Region pointing data:
↓

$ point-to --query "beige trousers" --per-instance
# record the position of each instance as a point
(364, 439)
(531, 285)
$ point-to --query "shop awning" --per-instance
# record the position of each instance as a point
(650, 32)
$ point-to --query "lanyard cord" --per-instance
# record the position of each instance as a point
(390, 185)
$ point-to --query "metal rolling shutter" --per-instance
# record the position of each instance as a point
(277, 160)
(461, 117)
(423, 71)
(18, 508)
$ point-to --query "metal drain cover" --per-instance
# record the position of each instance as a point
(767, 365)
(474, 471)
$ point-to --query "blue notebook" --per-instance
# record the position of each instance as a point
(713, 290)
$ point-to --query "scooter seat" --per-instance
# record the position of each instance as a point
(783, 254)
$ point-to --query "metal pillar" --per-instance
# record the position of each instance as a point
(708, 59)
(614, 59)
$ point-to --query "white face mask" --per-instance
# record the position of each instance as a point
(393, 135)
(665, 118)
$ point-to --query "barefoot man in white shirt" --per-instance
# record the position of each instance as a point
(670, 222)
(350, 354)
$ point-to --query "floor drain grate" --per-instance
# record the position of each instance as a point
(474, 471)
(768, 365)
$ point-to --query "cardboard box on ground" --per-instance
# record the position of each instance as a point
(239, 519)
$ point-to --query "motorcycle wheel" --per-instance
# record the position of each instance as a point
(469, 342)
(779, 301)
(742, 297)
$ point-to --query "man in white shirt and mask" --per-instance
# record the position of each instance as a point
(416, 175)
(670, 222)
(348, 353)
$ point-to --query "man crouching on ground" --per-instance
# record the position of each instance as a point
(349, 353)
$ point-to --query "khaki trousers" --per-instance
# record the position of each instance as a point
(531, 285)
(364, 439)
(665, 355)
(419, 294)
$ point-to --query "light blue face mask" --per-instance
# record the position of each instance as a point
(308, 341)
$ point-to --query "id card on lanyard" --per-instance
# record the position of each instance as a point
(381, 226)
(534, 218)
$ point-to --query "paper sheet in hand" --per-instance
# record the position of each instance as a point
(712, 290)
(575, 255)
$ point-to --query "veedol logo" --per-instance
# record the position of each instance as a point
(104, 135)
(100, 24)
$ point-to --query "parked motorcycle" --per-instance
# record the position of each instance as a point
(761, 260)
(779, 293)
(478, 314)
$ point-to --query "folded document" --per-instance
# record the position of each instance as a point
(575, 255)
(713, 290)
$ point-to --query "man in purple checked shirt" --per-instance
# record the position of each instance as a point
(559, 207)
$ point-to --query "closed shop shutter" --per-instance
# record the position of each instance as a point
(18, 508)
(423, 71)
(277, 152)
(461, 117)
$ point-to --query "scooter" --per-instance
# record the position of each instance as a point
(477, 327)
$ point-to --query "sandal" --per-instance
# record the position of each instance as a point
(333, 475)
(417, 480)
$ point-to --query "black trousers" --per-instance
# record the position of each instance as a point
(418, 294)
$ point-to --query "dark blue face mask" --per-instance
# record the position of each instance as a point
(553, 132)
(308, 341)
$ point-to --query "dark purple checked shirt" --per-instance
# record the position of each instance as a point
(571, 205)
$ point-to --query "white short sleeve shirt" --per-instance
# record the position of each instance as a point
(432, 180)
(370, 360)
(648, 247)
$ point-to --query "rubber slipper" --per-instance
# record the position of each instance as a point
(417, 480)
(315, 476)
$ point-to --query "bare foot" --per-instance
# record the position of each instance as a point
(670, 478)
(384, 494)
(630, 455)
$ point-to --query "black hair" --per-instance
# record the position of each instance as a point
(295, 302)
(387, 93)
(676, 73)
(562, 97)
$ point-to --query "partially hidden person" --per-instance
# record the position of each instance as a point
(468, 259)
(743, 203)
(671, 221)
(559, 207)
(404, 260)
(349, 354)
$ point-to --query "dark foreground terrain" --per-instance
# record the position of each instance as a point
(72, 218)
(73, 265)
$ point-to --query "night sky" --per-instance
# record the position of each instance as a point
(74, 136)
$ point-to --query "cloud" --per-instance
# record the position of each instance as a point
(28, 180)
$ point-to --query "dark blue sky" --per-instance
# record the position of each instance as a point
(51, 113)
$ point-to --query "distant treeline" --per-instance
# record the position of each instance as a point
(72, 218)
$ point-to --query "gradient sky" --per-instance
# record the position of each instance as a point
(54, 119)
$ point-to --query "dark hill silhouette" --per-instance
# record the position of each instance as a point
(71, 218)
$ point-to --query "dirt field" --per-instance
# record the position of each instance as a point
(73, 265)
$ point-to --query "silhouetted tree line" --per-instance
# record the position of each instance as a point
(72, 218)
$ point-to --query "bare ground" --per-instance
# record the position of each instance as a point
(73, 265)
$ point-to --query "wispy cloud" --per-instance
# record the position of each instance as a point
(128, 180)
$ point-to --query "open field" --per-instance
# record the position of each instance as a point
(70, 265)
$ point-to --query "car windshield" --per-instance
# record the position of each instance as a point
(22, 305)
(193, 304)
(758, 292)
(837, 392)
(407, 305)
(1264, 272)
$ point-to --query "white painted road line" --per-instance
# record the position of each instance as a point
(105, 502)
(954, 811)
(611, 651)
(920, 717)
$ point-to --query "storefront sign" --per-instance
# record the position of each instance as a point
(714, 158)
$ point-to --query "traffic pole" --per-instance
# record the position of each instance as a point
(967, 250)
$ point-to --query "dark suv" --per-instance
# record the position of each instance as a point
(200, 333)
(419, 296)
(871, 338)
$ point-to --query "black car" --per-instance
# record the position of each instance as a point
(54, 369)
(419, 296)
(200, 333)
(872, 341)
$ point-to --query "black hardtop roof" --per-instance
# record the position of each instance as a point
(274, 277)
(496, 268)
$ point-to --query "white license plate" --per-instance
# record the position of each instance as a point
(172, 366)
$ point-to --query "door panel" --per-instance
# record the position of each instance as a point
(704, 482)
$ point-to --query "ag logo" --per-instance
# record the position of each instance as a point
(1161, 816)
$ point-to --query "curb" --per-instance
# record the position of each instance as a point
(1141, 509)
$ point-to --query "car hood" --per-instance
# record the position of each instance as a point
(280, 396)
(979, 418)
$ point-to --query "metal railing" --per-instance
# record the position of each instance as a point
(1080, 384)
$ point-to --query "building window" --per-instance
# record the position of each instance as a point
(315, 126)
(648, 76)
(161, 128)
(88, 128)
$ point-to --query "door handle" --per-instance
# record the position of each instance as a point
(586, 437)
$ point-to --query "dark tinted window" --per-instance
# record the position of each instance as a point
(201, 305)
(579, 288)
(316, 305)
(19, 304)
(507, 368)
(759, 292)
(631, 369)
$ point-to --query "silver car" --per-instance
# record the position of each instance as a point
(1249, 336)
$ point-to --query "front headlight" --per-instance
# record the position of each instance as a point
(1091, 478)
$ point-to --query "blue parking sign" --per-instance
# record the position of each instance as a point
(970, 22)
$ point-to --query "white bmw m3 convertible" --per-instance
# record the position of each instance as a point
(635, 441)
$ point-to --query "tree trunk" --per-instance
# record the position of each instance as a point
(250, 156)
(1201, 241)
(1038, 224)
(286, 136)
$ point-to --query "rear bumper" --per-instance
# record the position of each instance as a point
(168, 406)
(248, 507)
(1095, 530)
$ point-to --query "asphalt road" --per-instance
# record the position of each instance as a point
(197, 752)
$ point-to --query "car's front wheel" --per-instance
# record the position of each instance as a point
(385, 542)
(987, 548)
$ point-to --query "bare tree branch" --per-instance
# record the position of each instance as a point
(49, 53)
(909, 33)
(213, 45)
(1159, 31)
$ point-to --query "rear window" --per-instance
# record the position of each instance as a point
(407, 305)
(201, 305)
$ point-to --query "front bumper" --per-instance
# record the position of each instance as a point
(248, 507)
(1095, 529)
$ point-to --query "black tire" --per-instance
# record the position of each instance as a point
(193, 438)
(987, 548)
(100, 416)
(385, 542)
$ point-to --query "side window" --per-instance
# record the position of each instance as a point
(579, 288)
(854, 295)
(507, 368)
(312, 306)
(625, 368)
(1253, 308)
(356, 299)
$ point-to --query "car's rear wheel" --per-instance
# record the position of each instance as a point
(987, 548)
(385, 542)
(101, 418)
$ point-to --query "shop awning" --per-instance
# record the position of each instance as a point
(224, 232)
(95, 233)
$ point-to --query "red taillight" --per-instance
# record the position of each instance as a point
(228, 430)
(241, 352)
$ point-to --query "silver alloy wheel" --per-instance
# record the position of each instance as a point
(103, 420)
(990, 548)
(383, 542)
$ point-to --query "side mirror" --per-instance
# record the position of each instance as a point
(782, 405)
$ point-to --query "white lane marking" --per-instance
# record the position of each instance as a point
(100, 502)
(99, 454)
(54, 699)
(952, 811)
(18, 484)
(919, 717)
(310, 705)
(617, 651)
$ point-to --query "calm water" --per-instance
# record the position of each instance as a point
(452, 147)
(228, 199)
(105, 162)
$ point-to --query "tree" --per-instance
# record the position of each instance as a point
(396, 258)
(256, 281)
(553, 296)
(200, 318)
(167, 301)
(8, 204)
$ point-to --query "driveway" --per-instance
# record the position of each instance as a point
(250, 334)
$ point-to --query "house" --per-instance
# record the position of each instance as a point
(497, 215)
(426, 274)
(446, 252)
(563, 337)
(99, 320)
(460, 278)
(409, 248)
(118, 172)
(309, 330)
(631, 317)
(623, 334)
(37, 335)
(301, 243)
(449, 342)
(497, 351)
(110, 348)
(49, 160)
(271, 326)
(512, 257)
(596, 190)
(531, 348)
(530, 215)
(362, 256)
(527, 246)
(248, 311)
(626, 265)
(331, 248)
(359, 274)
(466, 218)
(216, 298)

↑

▶ [WHAT YOU WILL DO]: Search the entries for the string "white" and return each line where it turns up.

▶ [SOLUTION TO THIS PROBLEM]:
$ point-to --query "white face mask" --per-instance
$ point-to --query "barefoot man in white shirt" --per-instance
$ point-to --query "man in white shirt and mask" --per-instance
$ point-to --query "white short sleeve shirt" --per-instance
$ point-to --query "white painted road line" --per-instance
$ point-to --query "white license plate" --per-instance
$ point-to --query "white bmw m3 convertible" --per-instance
$ point-to --query "white lane marking" --per-instance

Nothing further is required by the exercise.